BRANO DA LEGGERE:
--
Signor Presidente, nel messaggio augurale che Le inviai in occasione del Suo insediamento, avevo di buon grado ricordato la Sua illustre testimonianza nel pubblico servizio contrassegnato da un forte impegno nel perseguire la giustizia e la pace. Oggi desidero assicurare a Lei insieme al Primo Ministro Netanyahu ed il suo Governo appena formato, come pure a tutti gli abitanti dello Stato di Israele, che il mio pellegrinaggio ai Luoghi Santi è un pellegrinaggio di preghiera in favore del dono prezioso dell’unità e della pace per il Medio Oriente e per tutta l’umanità. In verità, ogni giorno prego affinché la pace che nasce dalla giustizia ritorni in Terra Santa e nell’intera regione, portando sicurezza e rinnovata speranza per tutti.

La pace è prima di tutto un dono divino. La pace infatti è la promessa dell’Onnipotente all’intero genere umano e custodisce l’unità. Nel libro del profeta Geremia leggiamo: “Io conosco i progetti che ho fatto a vostro riguardo – oracolo del Signore – progetti di pace e non di sventura, per concedervi un futuro pieno di speranza” (29,11). Il profeta ci ricorda la promessa dell’Onnipotente che “si lascerà trovare”, che “ascolterà”, che “ci radunerà insieme”. Ma vi è anche una condizione: dobbiamo “cercarlo”, e “cercarlo con tutto il cuore” (cfr ibid. 12-14).
--
LE TUE ISTRUZIONI:
Nel brano sulla pace in Terra Santa, come viene descritto il pellegrinaggio ai Luoghi Santi?

MATERIALE FORNITO:
--
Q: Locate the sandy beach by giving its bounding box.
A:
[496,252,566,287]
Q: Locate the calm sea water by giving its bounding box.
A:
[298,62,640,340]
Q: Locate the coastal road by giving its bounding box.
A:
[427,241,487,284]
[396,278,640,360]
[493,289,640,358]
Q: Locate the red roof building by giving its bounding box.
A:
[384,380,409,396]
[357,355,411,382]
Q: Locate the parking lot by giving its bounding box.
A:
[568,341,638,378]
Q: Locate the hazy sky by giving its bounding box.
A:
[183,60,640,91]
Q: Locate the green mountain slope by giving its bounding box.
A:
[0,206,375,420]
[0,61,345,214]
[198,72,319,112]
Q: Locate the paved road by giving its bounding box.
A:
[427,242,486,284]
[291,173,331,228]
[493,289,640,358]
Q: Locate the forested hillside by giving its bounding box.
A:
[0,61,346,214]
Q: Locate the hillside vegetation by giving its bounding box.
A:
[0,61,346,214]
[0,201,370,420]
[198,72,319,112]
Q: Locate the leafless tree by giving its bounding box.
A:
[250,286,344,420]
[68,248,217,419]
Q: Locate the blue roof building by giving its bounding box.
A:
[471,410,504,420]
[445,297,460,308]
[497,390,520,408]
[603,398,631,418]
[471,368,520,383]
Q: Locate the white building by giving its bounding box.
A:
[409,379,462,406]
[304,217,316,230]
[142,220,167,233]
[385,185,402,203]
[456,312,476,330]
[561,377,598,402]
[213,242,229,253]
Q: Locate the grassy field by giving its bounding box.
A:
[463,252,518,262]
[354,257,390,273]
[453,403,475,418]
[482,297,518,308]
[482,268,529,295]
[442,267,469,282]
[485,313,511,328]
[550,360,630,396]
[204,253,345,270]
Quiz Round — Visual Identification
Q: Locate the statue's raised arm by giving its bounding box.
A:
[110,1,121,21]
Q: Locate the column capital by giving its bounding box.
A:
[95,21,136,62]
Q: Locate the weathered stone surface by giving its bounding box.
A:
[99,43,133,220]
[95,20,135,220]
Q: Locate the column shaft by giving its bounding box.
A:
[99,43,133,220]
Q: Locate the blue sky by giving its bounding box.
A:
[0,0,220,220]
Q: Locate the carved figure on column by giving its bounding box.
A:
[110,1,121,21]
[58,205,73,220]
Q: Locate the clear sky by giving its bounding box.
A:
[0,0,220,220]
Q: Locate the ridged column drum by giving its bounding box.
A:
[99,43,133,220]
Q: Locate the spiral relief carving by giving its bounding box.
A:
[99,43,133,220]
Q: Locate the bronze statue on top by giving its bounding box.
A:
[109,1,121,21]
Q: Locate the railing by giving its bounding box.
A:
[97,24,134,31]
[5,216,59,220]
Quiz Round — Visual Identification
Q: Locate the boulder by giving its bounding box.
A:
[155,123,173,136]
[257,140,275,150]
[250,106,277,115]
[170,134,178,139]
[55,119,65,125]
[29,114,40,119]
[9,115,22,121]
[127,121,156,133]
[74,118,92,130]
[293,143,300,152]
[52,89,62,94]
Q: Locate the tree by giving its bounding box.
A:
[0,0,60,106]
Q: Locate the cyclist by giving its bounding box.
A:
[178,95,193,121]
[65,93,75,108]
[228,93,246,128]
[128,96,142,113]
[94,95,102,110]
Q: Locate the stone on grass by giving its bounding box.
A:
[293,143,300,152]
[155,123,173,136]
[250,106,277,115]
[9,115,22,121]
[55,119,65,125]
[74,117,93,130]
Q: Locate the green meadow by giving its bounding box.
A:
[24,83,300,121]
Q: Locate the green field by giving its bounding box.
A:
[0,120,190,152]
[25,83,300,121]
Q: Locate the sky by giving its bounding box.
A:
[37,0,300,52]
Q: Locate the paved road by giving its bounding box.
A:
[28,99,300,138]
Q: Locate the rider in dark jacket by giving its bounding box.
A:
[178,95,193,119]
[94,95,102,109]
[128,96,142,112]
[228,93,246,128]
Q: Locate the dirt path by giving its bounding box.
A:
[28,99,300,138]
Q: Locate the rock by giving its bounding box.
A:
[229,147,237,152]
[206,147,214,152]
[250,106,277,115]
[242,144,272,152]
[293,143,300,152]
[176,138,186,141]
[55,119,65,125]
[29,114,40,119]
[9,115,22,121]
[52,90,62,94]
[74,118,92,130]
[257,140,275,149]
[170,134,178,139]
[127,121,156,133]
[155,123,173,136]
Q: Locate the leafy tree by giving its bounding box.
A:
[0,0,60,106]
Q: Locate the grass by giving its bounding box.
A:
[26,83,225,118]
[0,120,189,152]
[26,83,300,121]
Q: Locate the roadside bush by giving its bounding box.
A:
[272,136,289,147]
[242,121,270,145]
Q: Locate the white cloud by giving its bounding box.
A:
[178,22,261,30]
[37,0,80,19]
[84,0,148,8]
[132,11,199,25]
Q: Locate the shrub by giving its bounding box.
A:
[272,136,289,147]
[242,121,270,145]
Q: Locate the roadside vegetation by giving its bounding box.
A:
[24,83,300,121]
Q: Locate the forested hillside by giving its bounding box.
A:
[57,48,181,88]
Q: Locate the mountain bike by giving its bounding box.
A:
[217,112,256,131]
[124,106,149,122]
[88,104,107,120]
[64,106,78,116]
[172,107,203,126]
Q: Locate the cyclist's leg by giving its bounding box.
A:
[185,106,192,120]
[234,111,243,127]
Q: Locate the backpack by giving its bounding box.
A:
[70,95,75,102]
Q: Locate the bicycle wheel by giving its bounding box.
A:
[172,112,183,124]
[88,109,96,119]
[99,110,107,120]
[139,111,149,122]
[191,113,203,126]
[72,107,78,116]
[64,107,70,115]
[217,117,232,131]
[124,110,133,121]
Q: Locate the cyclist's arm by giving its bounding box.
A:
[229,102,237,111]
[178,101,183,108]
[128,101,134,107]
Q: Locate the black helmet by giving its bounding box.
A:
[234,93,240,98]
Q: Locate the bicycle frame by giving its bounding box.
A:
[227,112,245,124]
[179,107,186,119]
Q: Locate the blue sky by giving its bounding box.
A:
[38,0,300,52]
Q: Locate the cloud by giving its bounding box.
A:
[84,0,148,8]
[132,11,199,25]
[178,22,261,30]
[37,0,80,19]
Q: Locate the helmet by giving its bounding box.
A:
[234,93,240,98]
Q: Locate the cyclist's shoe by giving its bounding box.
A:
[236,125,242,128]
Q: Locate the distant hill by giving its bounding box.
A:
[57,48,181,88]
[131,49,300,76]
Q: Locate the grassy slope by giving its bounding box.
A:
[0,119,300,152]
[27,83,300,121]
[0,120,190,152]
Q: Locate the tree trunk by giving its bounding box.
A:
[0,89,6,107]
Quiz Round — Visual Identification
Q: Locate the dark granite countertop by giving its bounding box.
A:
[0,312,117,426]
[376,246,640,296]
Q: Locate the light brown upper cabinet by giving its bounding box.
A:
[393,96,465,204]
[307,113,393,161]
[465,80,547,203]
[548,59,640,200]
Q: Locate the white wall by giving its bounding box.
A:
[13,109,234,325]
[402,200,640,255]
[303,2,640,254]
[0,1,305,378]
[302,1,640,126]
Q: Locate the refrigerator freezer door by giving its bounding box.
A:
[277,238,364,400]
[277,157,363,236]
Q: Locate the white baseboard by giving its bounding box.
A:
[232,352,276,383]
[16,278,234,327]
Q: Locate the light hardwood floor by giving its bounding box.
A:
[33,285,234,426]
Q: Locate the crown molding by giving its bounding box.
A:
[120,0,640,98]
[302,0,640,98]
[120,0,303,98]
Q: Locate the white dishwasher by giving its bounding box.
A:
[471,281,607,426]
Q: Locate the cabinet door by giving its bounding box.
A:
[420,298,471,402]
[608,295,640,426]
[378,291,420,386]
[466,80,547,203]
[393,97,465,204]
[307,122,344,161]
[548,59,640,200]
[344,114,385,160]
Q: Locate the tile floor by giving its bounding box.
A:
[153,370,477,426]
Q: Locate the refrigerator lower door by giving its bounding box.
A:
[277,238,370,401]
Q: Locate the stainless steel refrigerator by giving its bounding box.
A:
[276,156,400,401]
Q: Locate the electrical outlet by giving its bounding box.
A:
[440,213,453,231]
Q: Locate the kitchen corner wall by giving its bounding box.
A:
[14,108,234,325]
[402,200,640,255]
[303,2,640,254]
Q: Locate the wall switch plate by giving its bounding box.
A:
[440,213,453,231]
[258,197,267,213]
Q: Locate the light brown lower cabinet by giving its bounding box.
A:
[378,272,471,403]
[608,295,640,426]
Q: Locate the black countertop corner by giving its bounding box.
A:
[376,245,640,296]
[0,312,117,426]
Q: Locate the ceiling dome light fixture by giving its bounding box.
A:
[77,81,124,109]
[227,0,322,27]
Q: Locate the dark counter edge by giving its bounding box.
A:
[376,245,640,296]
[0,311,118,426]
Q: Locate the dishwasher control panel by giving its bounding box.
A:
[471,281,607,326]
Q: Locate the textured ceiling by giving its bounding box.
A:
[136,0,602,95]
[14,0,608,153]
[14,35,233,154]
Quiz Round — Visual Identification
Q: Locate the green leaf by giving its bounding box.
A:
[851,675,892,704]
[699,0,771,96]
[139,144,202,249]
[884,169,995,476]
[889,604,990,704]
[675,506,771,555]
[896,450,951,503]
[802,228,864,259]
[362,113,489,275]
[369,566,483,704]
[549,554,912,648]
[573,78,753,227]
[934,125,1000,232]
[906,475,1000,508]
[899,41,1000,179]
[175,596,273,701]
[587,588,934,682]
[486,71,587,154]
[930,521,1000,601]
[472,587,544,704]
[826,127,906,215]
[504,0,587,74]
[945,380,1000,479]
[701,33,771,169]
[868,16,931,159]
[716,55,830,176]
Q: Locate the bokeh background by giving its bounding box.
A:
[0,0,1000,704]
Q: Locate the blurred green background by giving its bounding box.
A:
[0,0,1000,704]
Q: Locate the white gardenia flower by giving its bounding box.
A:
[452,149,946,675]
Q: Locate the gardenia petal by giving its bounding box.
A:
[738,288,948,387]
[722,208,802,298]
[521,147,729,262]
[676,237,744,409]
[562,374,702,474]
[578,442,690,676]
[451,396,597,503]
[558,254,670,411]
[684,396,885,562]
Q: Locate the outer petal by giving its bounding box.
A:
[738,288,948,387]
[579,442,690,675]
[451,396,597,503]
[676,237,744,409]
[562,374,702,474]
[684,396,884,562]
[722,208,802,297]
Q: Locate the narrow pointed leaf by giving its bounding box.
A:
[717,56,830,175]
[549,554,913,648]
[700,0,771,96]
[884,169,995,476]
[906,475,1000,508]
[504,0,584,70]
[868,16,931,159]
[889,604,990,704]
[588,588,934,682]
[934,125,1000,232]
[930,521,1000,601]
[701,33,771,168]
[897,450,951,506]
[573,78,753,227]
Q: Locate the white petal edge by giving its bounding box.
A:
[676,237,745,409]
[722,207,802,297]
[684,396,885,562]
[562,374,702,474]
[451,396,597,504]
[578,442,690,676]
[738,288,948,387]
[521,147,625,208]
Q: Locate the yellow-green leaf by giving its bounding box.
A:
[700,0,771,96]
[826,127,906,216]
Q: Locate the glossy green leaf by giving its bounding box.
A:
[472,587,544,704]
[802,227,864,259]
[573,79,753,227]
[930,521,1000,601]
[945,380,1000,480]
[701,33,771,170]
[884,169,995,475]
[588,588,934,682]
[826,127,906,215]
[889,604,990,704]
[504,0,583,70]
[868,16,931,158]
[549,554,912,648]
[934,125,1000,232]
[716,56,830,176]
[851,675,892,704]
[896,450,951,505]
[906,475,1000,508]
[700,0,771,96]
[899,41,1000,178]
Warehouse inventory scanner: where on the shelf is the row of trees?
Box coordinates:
--
RISPOSTA ALL'ESERCIZIO:
È un pellegrinaggio di preghiera in favore del dono prezioso dell'unità e della pace per il Medio Oriente e per tutta l'umanità.